● Data for processing:
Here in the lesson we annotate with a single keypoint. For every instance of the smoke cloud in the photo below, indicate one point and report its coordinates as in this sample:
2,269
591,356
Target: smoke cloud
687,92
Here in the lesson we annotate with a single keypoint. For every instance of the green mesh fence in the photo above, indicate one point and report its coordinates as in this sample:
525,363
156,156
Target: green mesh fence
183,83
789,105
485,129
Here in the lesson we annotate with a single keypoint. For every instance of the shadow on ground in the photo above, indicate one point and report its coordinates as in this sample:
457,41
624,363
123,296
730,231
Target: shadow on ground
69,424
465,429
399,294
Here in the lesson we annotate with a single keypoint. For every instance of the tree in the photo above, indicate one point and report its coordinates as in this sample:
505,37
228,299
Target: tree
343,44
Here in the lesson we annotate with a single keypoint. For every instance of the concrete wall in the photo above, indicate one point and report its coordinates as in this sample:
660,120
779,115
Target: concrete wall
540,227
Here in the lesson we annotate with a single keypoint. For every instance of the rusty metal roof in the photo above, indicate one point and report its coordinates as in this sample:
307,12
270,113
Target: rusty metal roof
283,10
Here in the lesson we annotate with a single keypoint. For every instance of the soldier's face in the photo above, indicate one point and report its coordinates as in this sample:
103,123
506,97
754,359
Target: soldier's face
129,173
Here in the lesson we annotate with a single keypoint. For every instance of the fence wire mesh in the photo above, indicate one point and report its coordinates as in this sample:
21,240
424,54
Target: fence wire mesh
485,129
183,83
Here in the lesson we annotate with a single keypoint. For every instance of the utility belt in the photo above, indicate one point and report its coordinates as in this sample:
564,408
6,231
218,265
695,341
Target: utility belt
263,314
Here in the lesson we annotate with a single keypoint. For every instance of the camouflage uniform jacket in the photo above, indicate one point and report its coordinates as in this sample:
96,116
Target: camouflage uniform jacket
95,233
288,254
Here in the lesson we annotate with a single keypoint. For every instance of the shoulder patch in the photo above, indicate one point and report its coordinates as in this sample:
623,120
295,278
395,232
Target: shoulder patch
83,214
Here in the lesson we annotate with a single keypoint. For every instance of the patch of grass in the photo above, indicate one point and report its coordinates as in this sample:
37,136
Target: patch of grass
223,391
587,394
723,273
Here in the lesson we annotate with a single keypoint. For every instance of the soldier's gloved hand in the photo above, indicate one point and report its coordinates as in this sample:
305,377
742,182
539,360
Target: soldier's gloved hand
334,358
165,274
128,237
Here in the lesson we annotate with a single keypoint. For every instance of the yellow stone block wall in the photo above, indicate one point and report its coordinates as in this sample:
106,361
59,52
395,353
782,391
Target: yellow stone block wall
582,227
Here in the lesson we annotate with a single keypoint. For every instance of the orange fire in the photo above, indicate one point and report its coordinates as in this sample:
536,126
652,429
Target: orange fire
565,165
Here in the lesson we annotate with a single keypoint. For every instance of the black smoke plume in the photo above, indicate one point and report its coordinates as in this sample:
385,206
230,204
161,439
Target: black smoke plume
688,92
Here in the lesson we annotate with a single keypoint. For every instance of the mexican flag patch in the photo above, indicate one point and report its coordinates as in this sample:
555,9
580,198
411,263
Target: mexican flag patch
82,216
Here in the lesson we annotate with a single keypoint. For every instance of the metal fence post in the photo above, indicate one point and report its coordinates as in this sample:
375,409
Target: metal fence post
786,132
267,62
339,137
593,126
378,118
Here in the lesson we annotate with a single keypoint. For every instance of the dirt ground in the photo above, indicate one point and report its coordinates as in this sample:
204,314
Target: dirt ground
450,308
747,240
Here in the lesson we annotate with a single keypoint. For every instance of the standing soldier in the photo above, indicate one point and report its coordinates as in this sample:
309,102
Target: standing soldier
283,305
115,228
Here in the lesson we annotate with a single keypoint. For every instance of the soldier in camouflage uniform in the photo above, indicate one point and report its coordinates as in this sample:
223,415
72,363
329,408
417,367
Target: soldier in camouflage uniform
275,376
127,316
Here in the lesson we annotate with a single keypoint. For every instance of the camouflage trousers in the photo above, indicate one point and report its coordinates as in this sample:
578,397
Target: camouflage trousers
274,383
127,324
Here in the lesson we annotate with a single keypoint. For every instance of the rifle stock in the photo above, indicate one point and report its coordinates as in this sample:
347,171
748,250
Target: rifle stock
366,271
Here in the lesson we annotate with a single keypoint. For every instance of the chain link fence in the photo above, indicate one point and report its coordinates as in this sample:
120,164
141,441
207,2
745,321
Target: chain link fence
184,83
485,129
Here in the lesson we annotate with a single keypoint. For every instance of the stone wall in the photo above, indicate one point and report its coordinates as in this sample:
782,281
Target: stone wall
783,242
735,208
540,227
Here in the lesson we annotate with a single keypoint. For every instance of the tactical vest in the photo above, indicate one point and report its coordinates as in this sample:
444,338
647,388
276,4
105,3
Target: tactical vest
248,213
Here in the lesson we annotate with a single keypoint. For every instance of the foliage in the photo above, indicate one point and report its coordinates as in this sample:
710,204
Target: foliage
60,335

● What to work on: Return the full data above, line for line.

● Answer box:
Here in the lesson we annotate with a single keypoint. For every instance of the smoke cloud in the photo below, indicate one point and report its coordinates as in this sample:
2,269
591,356
Target: smoke cloud
687,92
Here in the lesson we annotate with a single keypoint. For every instance of the green mesh fence in the photo above, indicate one point and report its coordinates as in this sample:
525,363
156,156
Target: green mesh fence
183,83
789,105
485,129
Here in the lesson we annotate with a single keypoint. For every instance of the shadow on ground in the photo above, indicate one point and report its coordinates as in this sample:
457,41
624,363
123,296
730,231
Target: shadow on ground
69,424
465,429
399,294
Here in the lesson we annotate with a single keypoint. For every instance of the tree in the photo above, indicate one point and report its coordinates as in this sample:
505,37
228,299
Target: tree
343,44
Here in the lesson we annotate with a single keypoint. For every instance of the concrete wall in the photo above, indicate one point and report its coordinates as in this sample:
660,120
779,115
Target: concrete wall
540,227
Here in the lesson we annotate with a single keypoint. For every instance of the rusty metal roof in the photo above, indicate one point and report its coordinates as in this sample:
307,12
270,113
Target: rusty metal roof
283,10
Here in the lesson we annotate with a single keypoint. For every instance of the soldier's face in the photo above, indicate one point and report its coordinates as in this sample:
103,123
506,97
754,359
Target: soldier's face
129,173
Here in the lesson we annotate with a single keypoint. For every instance of the fence wire mesh in the photo above, indicate one point and report its coordinates as in this sample:
21,240
424,54
Target: fence wire mesh
485,129
183,83
Here in the lesson we annotate with a single keypoint. For every instance of the utility belt in the photo above, indicate one point and report its coordinates as in this sample:
564,408
6,231
218,265
695,341
Target: utility belt
263,314
Here in the lesson we annotate with a single keypoint. For every instance of the camouflage uniform jacket in the photo above, indicate one point and report its coordinates as in this sample:
96,116
Target: camouflage uniform jacket
95,233
288,254
Here in the lesson we annotate with a single keypoint. For every instance of the shoulder patch in the photo above, indicate one point and report its coordinates as in this sample:
623,120
295,278
395,232
Target: shoulder patch
83,214
Here in the lesson we annotate with a single keypoint. For every instance of the patch of grass in the photo above, indicate one point and report its coordinates as in this sample:
37,136
Target: patch of grass
223,391
587,394
723,273
Here in the lesson we annotate with a single keypoint. For every instance of the soldier's gloved hand in the photo above, indicate one point and report its coordinates as in this sample:
305,377
742,182
539,360
Target: soldier's gloved hand
334,358
165,274
128,237
Here in the lesson we annotate with a single keypoint. For every instance of the yellow stone block wall in the photo above, indicate one point and report its coordinates as in this sample:
106,361
59,52
395,353
782,391
Target: yellow stone block wall
582,227
Here in the lesson we annotate with a single keypoint. For every instance of the orange fire in the photo above, indicate one point and report its coordinates as in this sample:
536,126
652,429
Target: orange fire
565,165
Here in the lesson we annotate with a single keypoint. For every instance of the black smoke plume in the photo above, indicate one point and report its coordinates as in this sample:
385,206
230,204
161,439
Target: black smoke plume
688,92
Here in the lesson we annotate with a single keypoint. For every instance of the mexican flag patch in the photo above, indicate one point and report its coordinates as in this sample:
555,9
580,198
411,263
Target: mexican flag patch
82,216
Here in the lesson we annotate with a single keypoint. For every instance of the metal fence post in the photo above, indicate one point and report its coordinates as in this sample:
375,409
Target: metal fence post
786,132
267,62
339,137
593,126
378,118
Here in the lesson we annotate with a single keypoint. For every instance of the dirt ground in the photo above, indicate one point and report its coordinates as in this sample:
204,314
Target: dirt ground
450,308
747,240
Here in the lesson we annotate with a single keypoint. For every instance of the standing soldier in the photo above, indicate one point and report its coordinates as in this sample:
309,102
Target: standing soldier
283,305
115,228
Here in the lesson we annotate with a single keypoint. For every instance of the soldier in camouflage uniform in the photo above, indicate one point and report its coordinates as in this sample:
223,415
72,363
329,408
417,367
Target: soldier in camouflage uniform
275,376
127,316
Here in the lesson we annotate with a single keypoint. For every instance of the camouflage trousers in the photo above, indicate one point and report its coordinates as in this sample:
578,397
Target: camouflage trousers
274,383
127,324
Here in the lesson we annotate with a single keypoint. For every instance of the rifle stock in the photo above, indicate one point and report its coordinates as in this sample:
347,171
748,250
Target: rifle stock
366,271
Here in the lesson we annotate with a single keypoint. For every instance of the chain link fence in the photo above, indicate one point and report its coordinates as in this sample:
120,164
141,441
207,2
745,321
Target: chain link fence
184,83
485,129
Here in the lesson we annotate with a single keypoint. For every instance of the stone wall in the photo above, indicate one point and report its coordinates as in this sample:
782,281
Target: stone wall
783,242
735,208
540,227
Here in the lesson we annotate with a single keypoint. For every instance of the tactical vest in the photo above, indicate one point and report its coordinates as in this sample:
444,338
647,388
276,4
105,3
Target: tactical vest
248,213
Here in the lesson we annotate with a single keypoint. For every instance of the foliage in the photo above, indicate one point and report its coordinates as in this sample:
710,204
Target: foliage
60,335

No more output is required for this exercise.